(Referring expression pointing data)
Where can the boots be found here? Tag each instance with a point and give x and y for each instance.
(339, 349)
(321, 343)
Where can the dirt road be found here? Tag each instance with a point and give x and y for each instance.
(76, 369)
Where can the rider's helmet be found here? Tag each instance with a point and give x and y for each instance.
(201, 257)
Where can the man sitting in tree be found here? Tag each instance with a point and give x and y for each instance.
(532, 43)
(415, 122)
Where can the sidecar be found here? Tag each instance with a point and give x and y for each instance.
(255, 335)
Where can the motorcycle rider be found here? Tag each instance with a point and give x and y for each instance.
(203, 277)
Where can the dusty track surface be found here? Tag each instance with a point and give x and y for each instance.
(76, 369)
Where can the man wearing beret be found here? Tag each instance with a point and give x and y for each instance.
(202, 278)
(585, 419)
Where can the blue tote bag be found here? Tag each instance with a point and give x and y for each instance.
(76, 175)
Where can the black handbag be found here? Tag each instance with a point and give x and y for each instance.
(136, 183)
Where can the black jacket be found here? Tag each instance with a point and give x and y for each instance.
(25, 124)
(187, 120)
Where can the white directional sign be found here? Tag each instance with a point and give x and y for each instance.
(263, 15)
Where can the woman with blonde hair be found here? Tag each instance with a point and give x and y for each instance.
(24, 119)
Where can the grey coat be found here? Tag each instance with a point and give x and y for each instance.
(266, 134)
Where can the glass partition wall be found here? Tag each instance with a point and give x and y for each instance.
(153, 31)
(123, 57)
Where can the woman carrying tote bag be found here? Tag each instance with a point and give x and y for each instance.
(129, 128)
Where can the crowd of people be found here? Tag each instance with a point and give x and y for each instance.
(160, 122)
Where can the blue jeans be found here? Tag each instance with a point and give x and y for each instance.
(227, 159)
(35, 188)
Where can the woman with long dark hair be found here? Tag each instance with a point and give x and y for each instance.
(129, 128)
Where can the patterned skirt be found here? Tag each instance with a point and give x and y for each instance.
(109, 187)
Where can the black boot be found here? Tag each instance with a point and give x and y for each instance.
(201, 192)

TRY IT. The response should be a verbatim transcription of the data.

FINISHED EXERCISE.
Where can the boots be found here? Tag each instance with a point and give x and y for each instance.
(339, 349)
(321, 343)
Where can the dirt road be found here? Tag each instance with a point and give x and y for each instance.
(76, 369)
Where can the rider's helmet be found here? Tag each instance with a point and give x and y for each instance.
(201, 257)
Where can the man sitting in tree be found here? Tag each instance with a point and give x and y for each instance.
(532, 43)
(415, 122)
Where can the sidecar be found here? Tag each instance with a point and give x and y for each instance.
(255, 335)
Where can the motorcycle rider be found here? Tag each instance with a point and give x and y for each instance.
(203, 277)
Where can the dusty track surface be found here? Tag each instance with a point and give x and y for each instance.
(76, 369)
Where can the man wearing beret be found here? Tag each instance with a point and give x and y for each instance.
(202, 278)
(585, 419)
Where can the blue tote bag be found here? Tag each instance with a point and give x and y for each instance.
(76, 175)
Where can the black handbag be found here? Tag each instance with a point and give x and y for each instance.
(136, 183)
Where can the black jacket be found here? Tag each instance with a point and give x and y for each instance.
(25, 124)
(187, 120)
Where can the white directional sign be found here? Tag each instance with a point and give x and y for each instance.
(263, 15)
Where can the woman with blonde hair be found here? Tag each instance with a point and give x and y for each instance.
(24, 119)
Where can the grey coat be found here? Tag each instance with a point and give x and y for each instance.
(266, 134)
Where can the glass partition wall be found here? Tag each instance with a point and give x and y for each instance.
(153, 31)
(123, 57)
Where can the woman carrying tote bag be found here? Tag each instance with a point and give x and y for each instance.
(129, 128)
Where can the crowd of people be found here? Tag each instance with a point and give x and y for each instance.
(160, 122)
Where can the blue jeans be found here? Tag each instance with a point and give x and y for each instance.
(227, 159)
(35, 188)
Where can the woman with long dark hair be found here? Tag each instance with a point and give x and y for each instance.
(129, 128)
Where can the patterned skirt be found here? Tag each instance with a point and give x and y for each instance.
(109, 187)
Where can the black boot be found here? Tag each instance with a point and give x and y for each instance.
(201, 192)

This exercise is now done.